▶ _REQUIRED WORK_
Rewrite every line of the material from the line with "Pop quiz! Can you mark the wrought" up to and including the line with "[459,231,564,284]", keeping the wording lines unchanged and adding 79 to each bounding-box coordinate.

▶ _STORED RECORDS_
..........

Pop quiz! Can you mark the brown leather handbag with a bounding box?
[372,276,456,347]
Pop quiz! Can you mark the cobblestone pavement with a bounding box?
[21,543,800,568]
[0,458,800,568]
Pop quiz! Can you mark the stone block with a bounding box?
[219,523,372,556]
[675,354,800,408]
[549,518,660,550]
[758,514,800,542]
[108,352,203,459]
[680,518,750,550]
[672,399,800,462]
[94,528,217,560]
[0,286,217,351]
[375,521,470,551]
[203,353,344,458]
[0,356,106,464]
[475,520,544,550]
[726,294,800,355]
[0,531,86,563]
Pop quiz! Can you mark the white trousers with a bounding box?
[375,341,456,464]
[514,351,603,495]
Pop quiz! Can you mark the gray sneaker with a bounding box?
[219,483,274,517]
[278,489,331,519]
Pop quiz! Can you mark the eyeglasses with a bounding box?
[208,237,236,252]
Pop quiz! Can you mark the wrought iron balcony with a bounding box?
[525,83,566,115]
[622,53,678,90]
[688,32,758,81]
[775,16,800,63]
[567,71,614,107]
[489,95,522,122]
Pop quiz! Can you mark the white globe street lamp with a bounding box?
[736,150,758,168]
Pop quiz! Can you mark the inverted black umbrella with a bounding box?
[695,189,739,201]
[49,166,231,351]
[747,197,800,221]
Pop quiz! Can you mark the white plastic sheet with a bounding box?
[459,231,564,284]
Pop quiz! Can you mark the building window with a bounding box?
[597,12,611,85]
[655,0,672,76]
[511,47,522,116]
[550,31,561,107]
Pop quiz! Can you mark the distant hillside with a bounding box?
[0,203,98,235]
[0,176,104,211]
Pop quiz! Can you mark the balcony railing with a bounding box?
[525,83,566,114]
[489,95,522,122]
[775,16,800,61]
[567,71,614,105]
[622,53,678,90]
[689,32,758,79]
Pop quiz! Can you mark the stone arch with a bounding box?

..........

▶ _SOLUTION TO THE EXERCISE_
Pop quiz! Can you mark the wrought iron balcony with a bounding box?
[604,162,645,194]
[701,132,757,169]
[767,111,837,160]
[854,95,879,142]
[646,150,693,186]
[568,174,601,201]
Pop quiz! Can you mark the white globe street lamp with a bounding box?
[815,229,837,247]
Pop quiz! Can you mark the inverted black umbrella with a bounding box?
[774,268,818,280]
[128,245,310,430]
[826,276,879,300]
Pop quiz! Can you mark the white plastic sheet with a bounding box?
[538,310,643,363]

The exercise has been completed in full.